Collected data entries
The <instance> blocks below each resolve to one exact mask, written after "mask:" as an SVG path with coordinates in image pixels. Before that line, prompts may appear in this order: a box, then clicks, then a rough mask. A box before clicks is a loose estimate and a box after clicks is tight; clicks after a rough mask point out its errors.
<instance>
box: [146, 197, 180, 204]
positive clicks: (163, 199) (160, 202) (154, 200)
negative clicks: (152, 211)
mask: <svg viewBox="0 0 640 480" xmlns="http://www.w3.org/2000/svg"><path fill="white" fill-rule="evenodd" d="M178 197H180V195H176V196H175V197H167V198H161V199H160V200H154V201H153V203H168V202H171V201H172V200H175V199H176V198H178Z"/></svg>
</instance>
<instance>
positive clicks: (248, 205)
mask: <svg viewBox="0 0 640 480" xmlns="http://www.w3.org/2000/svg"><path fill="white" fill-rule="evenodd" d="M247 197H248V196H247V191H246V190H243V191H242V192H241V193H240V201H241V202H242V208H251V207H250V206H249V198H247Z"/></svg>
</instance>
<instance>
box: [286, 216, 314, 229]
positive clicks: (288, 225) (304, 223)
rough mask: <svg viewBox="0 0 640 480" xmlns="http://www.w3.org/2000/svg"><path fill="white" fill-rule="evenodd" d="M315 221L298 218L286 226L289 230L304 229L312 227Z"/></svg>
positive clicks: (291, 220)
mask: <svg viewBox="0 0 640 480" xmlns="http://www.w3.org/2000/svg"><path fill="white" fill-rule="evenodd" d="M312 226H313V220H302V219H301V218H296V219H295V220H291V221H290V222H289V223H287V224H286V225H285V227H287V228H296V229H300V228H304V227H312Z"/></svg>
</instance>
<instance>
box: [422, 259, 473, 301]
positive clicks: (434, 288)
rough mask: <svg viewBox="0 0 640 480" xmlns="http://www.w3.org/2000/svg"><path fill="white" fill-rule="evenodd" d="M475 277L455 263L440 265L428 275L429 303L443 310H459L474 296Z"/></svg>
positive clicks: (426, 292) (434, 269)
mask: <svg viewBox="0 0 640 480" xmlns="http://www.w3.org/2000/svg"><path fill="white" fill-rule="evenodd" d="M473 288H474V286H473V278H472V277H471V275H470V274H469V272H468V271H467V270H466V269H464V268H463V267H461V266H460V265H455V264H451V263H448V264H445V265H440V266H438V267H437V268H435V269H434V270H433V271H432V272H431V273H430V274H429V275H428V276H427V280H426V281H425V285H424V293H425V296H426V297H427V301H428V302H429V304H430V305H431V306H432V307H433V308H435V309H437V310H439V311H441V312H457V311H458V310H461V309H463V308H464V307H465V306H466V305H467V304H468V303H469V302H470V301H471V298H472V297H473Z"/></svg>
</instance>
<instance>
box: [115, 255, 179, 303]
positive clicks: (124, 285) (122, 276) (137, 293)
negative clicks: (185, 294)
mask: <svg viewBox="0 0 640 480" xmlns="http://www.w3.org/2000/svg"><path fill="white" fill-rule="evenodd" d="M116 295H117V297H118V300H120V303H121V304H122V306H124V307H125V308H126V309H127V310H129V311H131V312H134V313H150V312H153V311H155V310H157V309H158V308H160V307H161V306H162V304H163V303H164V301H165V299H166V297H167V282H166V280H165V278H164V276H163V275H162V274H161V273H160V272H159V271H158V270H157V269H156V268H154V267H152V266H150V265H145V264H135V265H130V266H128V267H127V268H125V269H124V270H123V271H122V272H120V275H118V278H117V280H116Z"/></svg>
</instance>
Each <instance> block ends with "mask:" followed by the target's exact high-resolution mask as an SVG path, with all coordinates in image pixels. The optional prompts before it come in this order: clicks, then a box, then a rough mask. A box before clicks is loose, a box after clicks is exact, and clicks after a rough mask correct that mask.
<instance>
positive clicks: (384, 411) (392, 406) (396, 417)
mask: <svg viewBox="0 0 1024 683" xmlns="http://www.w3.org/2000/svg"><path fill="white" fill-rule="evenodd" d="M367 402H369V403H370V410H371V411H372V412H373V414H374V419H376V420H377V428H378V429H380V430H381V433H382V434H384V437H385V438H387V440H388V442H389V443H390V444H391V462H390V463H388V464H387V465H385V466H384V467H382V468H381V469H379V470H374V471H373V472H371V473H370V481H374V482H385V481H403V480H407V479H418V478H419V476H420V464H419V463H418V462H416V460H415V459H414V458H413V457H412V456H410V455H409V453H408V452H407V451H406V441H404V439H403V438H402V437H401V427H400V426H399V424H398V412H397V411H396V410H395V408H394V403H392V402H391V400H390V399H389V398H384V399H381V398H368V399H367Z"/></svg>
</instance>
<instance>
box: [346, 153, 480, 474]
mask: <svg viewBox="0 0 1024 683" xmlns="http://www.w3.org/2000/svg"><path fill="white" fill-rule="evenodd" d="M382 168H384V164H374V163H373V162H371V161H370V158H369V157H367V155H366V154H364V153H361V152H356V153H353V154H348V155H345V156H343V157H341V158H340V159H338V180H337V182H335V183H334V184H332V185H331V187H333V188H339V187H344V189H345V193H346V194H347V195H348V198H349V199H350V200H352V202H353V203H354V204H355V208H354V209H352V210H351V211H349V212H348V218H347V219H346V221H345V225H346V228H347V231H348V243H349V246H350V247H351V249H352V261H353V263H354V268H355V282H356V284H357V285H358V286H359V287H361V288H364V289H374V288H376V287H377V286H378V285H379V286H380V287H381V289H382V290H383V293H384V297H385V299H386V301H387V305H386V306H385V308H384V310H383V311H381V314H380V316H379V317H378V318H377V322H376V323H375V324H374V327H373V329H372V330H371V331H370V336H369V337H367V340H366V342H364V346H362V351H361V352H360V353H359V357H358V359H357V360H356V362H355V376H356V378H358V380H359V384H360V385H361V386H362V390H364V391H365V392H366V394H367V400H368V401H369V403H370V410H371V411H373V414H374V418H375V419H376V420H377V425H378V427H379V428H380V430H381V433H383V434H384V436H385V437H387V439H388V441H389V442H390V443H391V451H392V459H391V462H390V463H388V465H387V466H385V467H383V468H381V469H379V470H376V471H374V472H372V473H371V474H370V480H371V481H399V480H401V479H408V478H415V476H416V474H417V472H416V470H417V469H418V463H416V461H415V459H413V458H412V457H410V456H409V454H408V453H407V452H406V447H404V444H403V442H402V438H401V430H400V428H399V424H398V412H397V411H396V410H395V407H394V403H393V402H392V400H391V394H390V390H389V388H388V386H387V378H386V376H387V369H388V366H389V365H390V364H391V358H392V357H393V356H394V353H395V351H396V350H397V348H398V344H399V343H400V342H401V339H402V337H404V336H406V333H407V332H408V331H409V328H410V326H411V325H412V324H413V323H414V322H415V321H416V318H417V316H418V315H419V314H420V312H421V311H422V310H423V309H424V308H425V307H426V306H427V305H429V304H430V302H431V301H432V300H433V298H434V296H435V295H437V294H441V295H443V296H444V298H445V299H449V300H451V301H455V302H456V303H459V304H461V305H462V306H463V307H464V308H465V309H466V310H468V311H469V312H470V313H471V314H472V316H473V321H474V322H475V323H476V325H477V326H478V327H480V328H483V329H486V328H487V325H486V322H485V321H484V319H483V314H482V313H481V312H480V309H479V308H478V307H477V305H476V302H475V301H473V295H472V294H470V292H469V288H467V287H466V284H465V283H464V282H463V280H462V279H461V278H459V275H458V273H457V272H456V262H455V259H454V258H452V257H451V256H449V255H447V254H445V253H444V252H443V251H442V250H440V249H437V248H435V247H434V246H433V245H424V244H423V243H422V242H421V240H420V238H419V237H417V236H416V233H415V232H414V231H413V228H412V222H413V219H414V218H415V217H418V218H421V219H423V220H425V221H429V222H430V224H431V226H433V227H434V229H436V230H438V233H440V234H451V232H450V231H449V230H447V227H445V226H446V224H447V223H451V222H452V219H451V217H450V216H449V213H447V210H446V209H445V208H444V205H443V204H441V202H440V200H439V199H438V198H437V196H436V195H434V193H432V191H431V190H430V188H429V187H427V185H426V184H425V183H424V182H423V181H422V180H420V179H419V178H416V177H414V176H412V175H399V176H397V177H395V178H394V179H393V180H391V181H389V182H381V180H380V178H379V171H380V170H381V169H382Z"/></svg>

→ **PROMPT**: Pull out each line of the rows above that contains the word "negative", matching case exactly.

→ **SOLVED PROBLEM**:
negative clicks: (152, 211)
negative clicks: (185, 294)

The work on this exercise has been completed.